• **EXERCISE**
From the entries that follow, gather each line holding the word "sofa".

Data entries:
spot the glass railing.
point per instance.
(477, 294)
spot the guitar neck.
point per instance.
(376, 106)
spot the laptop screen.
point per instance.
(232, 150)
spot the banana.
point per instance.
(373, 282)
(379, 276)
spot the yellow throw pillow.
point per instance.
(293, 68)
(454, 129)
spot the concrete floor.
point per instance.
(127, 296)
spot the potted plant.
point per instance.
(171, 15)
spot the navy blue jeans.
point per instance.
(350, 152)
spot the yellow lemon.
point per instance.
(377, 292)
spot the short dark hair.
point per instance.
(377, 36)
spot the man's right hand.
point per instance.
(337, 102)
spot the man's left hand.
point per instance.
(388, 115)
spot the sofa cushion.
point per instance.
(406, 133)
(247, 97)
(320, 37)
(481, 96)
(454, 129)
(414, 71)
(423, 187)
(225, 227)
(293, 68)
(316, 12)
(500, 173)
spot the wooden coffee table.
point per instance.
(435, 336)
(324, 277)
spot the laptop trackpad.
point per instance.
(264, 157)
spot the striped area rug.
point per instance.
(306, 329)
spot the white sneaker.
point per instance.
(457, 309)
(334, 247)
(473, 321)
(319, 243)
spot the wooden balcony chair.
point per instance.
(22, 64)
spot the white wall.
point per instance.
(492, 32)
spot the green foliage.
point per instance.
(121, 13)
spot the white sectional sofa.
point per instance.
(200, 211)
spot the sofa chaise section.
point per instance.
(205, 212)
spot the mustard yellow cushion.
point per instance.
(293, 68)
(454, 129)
==
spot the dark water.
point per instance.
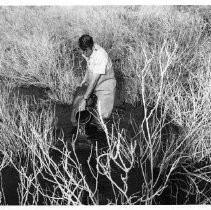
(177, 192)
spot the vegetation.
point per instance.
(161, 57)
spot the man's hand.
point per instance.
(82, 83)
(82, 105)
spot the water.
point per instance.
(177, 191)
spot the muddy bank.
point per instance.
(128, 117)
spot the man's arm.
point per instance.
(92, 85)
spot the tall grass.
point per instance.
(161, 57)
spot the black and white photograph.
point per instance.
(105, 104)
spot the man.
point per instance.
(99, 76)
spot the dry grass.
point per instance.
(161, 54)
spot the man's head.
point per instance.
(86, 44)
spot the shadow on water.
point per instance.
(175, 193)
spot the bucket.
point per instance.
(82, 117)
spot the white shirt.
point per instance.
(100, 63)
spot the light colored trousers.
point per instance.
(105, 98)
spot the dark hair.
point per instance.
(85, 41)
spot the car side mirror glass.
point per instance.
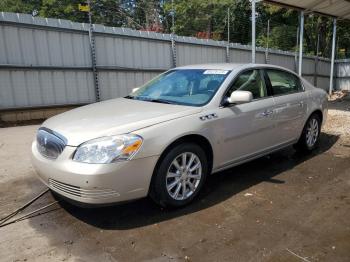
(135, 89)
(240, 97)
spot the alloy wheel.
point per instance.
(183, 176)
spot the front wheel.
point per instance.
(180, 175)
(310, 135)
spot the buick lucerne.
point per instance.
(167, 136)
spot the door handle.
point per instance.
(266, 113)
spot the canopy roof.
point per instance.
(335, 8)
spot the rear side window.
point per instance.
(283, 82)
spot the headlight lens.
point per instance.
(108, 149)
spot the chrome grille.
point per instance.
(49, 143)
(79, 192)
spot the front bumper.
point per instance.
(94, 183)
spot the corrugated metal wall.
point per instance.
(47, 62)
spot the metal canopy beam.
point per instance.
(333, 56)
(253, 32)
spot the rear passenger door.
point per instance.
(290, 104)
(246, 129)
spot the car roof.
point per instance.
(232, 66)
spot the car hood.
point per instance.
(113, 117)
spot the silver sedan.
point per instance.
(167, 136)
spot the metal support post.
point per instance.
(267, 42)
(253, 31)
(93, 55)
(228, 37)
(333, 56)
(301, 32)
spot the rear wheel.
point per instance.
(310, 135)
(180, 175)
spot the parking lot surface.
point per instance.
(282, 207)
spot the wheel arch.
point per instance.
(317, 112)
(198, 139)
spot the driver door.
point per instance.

• **RESPONSE TO THE EXERCISE**
spot the sofa cushion.
spot the white sectional sofa.
spot the sofa chaise section.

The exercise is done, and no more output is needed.